Provided information:
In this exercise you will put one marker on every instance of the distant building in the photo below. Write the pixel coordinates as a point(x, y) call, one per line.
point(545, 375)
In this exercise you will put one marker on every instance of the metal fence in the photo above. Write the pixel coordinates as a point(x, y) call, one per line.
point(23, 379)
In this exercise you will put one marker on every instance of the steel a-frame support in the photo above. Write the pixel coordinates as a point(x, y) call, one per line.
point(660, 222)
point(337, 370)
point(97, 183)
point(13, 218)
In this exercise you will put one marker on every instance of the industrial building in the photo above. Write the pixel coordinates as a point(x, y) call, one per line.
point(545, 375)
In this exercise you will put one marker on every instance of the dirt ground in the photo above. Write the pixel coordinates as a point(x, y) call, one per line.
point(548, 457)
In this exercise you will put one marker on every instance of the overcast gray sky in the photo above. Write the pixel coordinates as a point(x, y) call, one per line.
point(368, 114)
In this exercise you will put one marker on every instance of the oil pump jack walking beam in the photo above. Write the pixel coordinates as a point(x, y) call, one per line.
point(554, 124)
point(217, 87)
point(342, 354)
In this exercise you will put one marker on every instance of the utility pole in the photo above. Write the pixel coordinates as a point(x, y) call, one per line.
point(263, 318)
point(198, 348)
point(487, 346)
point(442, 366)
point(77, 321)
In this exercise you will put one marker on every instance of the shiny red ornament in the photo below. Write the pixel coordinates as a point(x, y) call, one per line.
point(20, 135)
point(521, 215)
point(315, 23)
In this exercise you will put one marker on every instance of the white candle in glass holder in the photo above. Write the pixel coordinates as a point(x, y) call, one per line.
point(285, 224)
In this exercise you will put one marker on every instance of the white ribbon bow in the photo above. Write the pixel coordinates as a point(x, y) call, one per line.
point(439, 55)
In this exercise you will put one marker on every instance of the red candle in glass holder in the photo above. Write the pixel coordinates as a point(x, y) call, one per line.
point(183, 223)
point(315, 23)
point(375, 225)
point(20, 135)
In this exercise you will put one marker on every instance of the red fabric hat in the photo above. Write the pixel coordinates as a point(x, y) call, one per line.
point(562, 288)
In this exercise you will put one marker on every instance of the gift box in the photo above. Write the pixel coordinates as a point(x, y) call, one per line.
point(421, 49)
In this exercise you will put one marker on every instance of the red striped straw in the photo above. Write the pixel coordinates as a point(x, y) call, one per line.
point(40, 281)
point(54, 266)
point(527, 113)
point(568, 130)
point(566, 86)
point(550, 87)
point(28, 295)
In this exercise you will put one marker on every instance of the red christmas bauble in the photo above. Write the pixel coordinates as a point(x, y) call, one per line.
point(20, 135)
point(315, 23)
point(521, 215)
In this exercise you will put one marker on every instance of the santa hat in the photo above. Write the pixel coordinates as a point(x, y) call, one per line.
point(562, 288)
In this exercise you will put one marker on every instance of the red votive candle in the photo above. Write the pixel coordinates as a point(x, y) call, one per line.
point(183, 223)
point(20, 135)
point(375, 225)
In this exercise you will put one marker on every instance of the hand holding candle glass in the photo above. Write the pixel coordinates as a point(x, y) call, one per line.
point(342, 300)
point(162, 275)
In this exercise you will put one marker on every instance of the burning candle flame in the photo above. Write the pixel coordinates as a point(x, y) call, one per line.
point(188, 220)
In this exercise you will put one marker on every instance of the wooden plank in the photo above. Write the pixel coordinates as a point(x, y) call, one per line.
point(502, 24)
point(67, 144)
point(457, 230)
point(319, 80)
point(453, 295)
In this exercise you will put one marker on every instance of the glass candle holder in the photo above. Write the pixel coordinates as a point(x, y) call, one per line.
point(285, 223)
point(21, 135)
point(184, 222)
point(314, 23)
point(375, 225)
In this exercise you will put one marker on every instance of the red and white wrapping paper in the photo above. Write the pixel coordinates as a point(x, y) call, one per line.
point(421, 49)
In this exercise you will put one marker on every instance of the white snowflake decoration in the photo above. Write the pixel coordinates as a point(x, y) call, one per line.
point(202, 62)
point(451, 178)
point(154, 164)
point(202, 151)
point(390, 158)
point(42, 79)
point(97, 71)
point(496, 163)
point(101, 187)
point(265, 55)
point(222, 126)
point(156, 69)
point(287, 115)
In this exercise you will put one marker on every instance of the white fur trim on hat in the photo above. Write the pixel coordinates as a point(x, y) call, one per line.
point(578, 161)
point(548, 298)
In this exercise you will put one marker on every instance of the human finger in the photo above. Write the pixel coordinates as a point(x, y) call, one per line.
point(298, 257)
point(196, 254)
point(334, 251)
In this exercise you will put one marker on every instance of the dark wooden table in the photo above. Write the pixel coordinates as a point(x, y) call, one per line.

Your objective: Please pull every line from the items above and reproduce each one word for word, in the same order.

Answer to this problem:
In this exercise you will put one marker on every instance of the distant building in the photo below. Write the pixel coordinates as a point(x, y) call, one per line.
point(545, 375)
In this exercise you will put one marker on every instance of the metal fence in the photo above. Write the pixel coordinates as a point(x, y) call, one per line.
point(23, 379)
In this exercise you will put one marker on every instance of the steel a-frame support in the photo above. Write the pixel coordinates as a point(x, y) call, one per line.
point(660, 222)
point(337, 370)
point(97, 183)
point(13, 218)
In this exercise you will put one marker on every instance of the industrial building in the photo above. Write the pixel coordinates as a point(x, y) call, one per line.
point(545, 375)
In this exercise you will put one marker on every instance of the dirt ground in the photo above. Write the pixel coordinates as a point(x, y) call, one per line.
point(548, 457)
In this exercise you will put one marker on every instance of the overcast gray sky in the photo above. Write the pixel coordinates as a point(x, y) call, one per line.
point(368, 114)
In this exercise you will put one marker on every instance of the oil pump jack walking beam in the photo above. Write the pixel coordinates as a point(x, y) call, one per line.
point(554, 124)
point(217, 87)
point(342, 354)
In this exercise you will put one marker on every instance of the utility pole in the photo above. Write the pixel coordinates as a point(x, y) call, one per line.
point(263, 318)
point(198, 348)
point(487, 346)
point(442, 366)
point(77, 321)
In this exercise you will put one marker on every instance of the shiny red ornament in the photo below. Write the pixel coordinates as a point(x, y) call, one per line.
point(20, 135)
point(521, 215)
point(315, 23)
In this exercise you will put one marker on every instance of the white candle in glass holder in the photo above. Write the pixel coordinates as a point(x, y) call, one per line.
point(285, 224)
In this exercise you will put one marker on every instance of the white ribbon bow in the photo above. Write the pixel coordinates as a point(x, y) call, one per line.
point(439, 55)
In this exercise you will put one marker on every instance of the red candle in glass holder in the photo above. Write the pixel coordinates as a point(x, y) call, one per line.
point(183, 223)
point(315, 23)
point(375, 225)
point(20, 135)
In this exercise you will put one marker on every instance of the red fabric hat in the photo above. Write the pixel coordinates as a point(x, y) call, one per line.
point(562, 288)
In this exercise you will put one marker on every instance of the gift box in the photo above. Write the pixel coordinates as a point(x, y) call, one per line.
point(421, 49)
In this exercise you will put one marker on every instance of the red striped straw in the photo above. Write the pixel coordinates as a point(x, y) call, one per line.
point(40, 281)
point(54, 266)
point(527, 113)
point(568, 130)
point(566, 86)
point(550, 87)
point(28, 295)
In this exercise you will put one marker on every instance of the red christmas bauble in the photo above. Write the pixel coordinates as a point(x, y) call, one per line.
point(20, 135)
point(315, 23)
point(521, 215)
In this exercise you will put one marker on every instance of the santa hat in the photo above. Write the pixel coordinates as a point(x, y) call, one per line.
point(562, 288)
In this exercise you will put one marker on every instance of the red votive candle in the photo above. Write the pixel coordinates as a point(x, y) call, one per line.
point(183, 223)
point(20, 135)
point(375, 225)
In this exercise you will put one marker on every instance of the hand holding candle glass in the photo above. Write the pixel coordinates as a point(x, y) call, one per line.
point(342, 300)
point(162, 275)
In this exercise you will put one marker on every instance of the burning candle flame in the photo above. Write the pixel coordinates as a point(x, y) call, one per line.
point(188, 220)
In this exercise you will put one marker on every instance of the wooden plank in the photo above. Write the pixel coordinates as a point(x, y) call, one per line.
point(502, 24)
point(67, 144)
point(457, 230)
point(319, 80)
point(453, 295)
In this exercise you will put one marker on every instance of the glass candle holder in the photo above. Write the pixel coordinates as a point(x, y) call, one per line.
point(285, 223)
point(21, 135)
point(184, 222)
point(314, 23)
point(375, 225)
In this exercise you will put one marker on every instance of the red and white wrapping paper in the photo above. Write the pixel coordinates as a point(x, y) call, one per line.
point(421, 49)
In this exercise you will put one marker on every instance of the white snowflake decoration in the photo above. Write the pixel coordinates as a point(x, y) call, one per line.
point(202, 62)
point(451, 178)
point(154, 164)
point(202, 151)
point(390, 158)
point(42, 79)
point(97, 71)
point(496, 163)
point(101, 187)
point(265, 55)
point(222, 126)
point(156, 69)
point(287, 115)
In this exercise you will put one marker on every instance of the white fur trim on hat in the photo above. Write the pixel coordinates as a point(x, y) call, one per line.
point(578, 161)
point(548, 298)
In this exercise you will put one marker on every instance of the human finger in the photo above. Write the pixel coordinates as a point(x, y) call, one per line.
point(298, 257)
point(196, 254)
point(334, 251)
In this exercise you will put one marker on every instance of the dark wooden table in the photo above. Write the pixel coordinates as a point(x, y) call, one per line.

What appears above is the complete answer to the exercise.